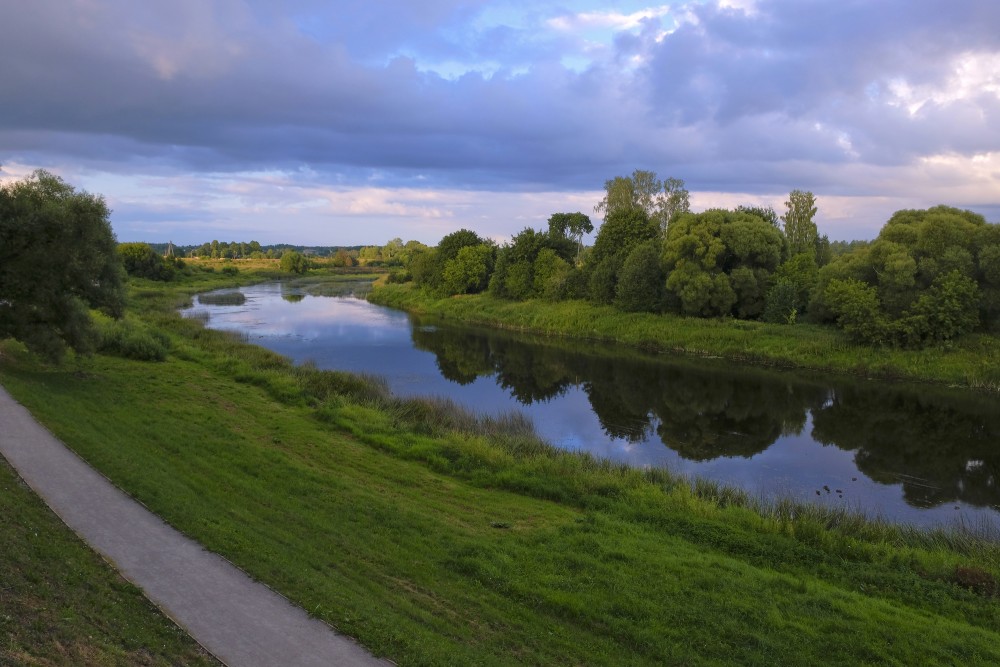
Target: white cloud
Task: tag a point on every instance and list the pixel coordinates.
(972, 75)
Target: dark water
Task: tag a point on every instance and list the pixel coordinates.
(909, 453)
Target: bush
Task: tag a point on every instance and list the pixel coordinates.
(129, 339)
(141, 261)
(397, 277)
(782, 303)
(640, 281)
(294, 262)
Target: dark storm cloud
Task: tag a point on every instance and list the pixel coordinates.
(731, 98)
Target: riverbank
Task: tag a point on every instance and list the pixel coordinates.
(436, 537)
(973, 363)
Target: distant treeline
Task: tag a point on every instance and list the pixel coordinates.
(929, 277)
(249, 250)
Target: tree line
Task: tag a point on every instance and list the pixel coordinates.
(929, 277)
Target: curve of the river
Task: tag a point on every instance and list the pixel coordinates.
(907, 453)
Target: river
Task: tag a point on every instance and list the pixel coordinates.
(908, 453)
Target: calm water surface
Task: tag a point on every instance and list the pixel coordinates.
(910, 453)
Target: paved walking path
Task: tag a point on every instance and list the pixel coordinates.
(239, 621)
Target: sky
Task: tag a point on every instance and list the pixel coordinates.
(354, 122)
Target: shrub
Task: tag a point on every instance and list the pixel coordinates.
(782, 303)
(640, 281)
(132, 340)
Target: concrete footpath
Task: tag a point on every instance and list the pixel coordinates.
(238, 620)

+ + + +

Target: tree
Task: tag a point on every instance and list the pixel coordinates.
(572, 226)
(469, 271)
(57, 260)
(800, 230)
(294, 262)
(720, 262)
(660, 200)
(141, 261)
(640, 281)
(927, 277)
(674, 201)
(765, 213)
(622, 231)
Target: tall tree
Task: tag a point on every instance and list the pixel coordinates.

+ + + +

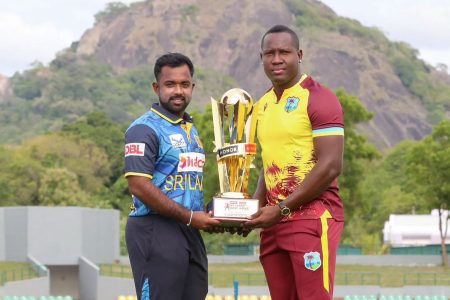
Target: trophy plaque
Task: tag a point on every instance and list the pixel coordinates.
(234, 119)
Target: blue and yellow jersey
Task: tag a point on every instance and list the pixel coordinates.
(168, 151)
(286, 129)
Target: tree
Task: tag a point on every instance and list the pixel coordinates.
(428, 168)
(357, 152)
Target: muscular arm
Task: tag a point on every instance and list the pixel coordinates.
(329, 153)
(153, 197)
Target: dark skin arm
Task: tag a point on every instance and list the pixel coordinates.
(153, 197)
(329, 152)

+ + + +

• **Aim of the exercise**: Pick out every line in the items above that contains the word "cloud", and copy each of those lines. Case counts.

• **The answer**:
Target: white cloud
Target: dark storm cloud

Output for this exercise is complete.